What you are asked to do → Copies of all lines containing the string "bateleur" are needed from the data below.

Excerpts from a dataset →

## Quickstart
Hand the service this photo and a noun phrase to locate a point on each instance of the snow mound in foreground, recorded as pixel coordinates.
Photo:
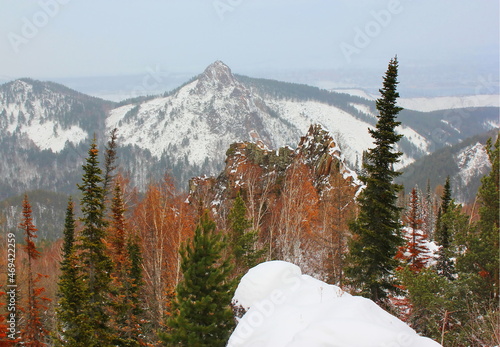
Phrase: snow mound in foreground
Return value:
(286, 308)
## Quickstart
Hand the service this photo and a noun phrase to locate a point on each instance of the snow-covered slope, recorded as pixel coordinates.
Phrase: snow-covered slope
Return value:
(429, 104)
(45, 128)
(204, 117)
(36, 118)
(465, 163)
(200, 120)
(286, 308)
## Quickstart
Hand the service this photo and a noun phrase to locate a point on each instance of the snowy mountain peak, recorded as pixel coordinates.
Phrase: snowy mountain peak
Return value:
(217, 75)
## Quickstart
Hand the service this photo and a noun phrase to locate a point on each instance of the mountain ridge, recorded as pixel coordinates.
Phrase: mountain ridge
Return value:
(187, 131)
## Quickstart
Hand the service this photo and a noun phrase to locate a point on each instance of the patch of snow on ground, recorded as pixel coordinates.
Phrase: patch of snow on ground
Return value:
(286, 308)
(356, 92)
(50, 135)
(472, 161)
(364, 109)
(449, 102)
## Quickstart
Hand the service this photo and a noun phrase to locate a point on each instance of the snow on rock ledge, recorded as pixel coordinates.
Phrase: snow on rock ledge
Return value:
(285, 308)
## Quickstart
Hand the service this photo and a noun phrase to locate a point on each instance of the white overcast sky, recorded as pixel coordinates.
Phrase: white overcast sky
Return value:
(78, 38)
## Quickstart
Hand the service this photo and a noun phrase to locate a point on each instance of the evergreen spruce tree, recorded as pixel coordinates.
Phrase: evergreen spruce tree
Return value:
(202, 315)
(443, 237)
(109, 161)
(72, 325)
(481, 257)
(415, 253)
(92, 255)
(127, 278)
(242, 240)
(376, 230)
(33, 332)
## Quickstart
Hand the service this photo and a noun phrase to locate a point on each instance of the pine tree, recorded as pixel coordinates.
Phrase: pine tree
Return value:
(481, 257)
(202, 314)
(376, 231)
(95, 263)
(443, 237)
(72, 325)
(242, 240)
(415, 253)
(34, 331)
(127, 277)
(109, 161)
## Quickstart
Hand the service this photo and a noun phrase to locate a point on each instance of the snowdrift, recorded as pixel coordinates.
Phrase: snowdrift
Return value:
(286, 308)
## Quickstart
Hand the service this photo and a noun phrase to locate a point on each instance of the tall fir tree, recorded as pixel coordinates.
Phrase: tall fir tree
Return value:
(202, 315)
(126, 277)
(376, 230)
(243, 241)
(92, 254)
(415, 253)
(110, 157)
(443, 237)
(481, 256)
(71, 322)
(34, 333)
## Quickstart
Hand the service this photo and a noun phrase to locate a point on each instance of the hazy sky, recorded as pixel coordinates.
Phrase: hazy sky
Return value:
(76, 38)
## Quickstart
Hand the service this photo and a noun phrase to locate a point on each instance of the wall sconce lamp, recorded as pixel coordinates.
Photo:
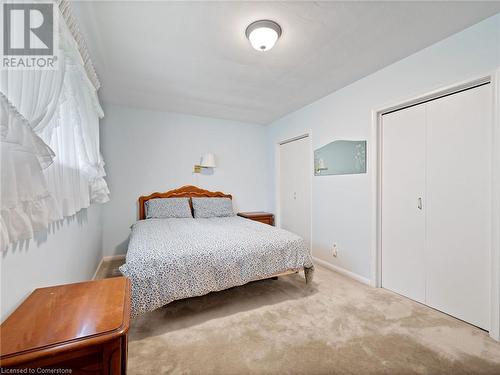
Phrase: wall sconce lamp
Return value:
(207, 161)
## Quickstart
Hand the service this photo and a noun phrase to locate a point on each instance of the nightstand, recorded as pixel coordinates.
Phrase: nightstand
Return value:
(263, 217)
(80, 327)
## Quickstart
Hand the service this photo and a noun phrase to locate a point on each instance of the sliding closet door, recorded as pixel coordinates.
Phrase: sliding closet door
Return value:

---

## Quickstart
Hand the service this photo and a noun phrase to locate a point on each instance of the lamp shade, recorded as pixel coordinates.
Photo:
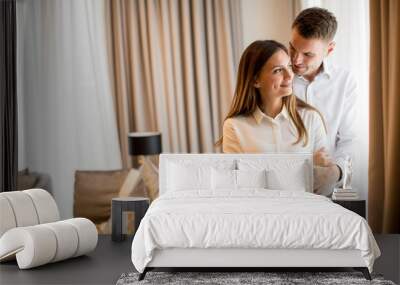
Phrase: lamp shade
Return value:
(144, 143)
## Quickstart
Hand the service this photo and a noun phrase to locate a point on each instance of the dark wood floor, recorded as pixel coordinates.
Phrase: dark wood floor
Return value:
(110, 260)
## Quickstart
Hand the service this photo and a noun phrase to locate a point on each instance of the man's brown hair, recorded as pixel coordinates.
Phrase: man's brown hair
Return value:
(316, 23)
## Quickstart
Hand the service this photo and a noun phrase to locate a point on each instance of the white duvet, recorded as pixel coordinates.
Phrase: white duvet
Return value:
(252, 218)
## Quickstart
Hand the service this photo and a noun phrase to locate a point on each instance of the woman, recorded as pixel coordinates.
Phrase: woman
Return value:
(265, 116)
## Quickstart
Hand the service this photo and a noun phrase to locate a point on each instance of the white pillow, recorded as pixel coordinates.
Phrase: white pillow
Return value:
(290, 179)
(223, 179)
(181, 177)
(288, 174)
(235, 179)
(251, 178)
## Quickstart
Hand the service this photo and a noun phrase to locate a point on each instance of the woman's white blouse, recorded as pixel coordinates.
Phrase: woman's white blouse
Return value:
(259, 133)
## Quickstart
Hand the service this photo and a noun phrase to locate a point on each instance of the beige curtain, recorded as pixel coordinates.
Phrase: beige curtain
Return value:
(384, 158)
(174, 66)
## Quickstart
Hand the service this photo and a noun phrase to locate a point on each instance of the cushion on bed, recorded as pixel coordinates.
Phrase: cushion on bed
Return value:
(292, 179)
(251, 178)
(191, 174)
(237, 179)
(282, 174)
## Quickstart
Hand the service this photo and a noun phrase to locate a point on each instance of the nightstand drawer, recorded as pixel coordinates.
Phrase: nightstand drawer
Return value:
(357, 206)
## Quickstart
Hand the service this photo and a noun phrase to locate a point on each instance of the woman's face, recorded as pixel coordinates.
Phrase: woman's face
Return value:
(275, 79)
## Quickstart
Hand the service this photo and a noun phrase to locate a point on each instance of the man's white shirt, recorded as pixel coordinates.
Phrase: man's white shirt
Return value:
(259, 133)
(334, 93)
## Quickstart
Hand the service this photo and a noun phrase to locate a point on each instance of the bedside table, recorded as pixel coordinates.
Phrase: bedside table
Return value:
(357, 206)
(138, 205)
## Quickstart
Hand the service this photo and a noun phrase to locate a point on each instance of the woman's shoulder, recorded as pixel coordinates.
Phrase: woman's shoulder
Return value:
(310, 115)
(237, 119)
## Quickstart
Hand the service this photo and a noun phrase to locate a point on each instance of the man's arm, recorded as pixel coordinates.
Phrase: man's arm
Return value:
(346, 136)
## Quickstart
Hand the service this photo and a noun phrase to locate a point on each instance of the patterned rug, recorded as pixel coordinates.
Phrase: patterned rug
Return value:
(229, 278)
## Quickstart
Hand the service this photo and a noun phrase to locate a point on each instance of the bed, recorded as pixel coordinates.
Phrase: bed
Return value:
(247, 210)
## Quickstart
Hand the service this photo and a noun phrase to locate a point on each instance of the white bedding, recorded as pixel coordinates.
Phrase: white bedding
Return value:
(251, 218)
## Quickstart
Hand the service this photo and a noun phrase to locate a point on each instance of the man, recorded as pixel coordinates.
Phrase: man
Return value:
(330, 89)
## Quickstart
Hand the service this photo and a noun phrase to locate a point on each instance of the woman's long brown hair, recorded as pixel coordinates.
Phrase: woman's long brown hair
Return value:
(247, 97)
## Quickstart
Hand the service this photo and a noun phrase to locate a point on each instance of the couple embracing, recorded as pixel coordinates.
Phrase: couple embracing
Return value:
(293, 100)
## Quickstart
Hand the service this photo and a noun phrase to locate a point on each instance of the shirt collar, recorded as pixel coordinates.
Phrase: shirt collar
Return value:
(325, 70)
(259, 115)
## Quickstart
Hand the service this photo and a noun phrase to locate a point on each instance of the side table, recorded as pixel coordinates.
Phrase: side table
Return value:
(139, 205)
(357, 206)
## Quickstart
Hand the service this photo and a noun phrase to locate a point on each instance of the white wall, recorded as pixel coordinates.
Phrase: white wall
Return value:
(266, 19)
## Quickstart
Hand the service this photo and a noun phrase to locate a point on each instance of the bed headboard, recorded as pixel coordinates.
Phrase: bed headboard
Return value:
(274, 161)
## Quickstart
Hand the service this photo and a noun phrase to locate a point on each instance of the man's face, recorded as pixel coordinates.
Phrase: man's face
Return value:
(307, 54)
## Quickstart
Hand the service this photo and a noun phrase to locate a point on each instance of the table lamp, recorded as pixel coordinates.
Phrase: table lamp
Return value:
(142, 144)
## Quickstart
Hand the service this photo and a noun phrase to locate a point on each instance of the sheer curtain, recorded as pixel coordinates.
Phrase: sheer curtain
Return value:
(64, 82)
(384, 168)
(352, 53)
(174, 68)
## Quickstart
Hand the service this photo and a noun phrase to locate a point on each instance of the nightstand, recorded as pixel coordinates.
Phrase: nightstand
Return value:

* * *

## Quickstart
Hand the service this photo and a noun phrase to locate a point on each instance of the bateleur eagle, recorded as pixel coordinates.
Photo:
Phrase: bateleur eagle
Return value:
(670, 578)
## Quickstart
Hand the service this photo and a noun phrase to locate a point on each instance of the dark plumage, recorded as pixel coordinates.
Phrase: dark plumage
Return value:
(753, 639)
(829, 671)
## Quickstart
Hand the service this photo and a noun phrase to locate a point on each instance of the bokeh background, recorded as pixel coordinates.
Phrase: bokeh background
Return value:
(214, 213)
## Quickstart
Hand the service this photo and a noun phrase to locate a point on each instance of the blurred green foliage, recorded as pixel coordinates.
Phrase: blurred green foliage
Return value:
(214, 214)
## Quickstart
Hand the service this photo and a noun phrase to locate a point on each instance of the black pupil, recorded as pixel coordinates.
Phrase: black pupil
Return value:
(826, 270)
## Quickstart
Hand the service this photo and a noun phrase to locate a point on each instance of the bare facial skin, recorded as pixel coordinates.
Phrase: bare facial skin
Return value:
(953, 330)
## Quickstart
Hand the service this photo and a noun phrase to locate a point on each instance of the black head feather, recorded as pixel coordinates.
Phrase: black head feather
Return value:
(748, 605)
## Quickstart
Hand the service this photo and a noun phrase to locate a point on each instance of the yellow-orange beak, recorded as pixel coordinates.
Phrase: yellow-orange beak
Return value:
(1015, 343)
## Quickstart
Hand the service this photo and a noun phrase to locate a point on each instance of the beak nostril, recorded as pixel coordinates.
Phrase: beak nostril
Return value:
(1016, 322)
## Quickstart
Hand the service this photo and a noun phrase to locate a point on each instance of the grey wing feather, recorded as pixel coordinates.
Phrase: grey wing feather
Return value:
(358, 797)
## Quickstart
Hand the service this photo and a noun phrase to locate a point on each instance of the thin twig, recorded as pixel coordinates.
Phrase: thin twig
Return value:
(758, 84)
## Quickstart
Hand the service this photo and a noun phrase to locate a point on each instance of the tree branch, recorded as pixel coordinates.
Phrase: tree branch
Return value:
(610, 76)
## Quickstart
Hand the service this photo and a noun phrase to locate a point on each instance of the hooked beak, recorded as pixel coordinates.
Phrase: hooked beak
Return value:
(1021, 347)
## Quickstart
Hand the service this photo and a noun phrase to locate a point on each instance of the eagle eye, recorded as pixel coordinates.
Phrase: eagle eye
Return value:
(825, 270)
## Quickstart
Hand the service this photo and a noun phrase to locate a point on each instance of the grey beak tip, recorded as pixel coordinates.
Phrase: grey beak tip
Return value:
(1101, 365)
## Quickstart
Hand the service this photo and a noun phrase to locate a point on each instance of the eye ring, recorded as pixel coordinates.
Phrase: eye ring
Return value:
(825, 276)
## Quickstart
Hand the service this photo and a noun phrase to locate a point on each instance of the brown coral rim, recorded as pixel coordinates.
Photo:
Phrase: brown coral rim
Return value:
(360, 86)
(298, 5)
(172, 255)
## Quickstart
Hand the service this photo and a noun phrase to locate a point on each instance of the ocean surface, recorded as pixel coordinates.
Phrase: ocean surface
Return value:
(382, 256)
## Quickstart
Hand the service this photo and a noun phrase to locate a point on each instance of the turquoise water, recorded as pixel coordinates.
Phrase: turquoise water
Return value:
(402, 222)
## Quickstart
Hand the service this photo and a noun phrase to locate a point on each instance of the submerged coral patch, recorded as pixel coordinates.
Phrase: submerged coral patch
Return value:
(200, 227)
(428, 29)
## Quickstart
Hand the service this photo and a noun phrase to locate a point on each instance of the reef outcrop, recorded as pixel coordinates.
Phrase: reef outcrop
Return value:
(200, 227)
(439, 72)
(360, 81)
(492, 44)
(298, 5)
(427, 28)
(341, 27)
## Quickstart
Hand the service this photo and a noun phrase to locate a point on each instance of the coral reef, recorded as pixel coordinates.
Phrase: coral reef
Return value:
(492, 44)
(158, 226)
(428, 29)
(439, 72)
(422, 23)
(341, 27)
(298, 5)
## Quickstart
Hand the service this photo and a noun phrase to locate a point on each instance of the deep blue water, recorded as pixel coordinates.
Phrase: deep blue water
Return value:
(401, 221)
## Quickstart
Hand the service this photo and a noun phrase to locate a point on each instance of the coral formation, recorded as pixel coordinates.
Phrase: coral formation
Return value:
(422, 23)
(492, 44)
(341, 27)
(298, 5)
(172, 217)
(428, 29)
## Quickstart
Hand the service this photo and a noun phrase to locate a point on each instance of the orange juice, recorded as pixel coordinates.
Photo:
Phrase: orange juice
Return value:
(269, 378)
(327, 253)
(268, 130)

Task result →
Hand the service this photo and a noun phrase to locate a point on each instance of the bateleur eagle, recorded as pixel coordinates.
Phrase: bateleur eagle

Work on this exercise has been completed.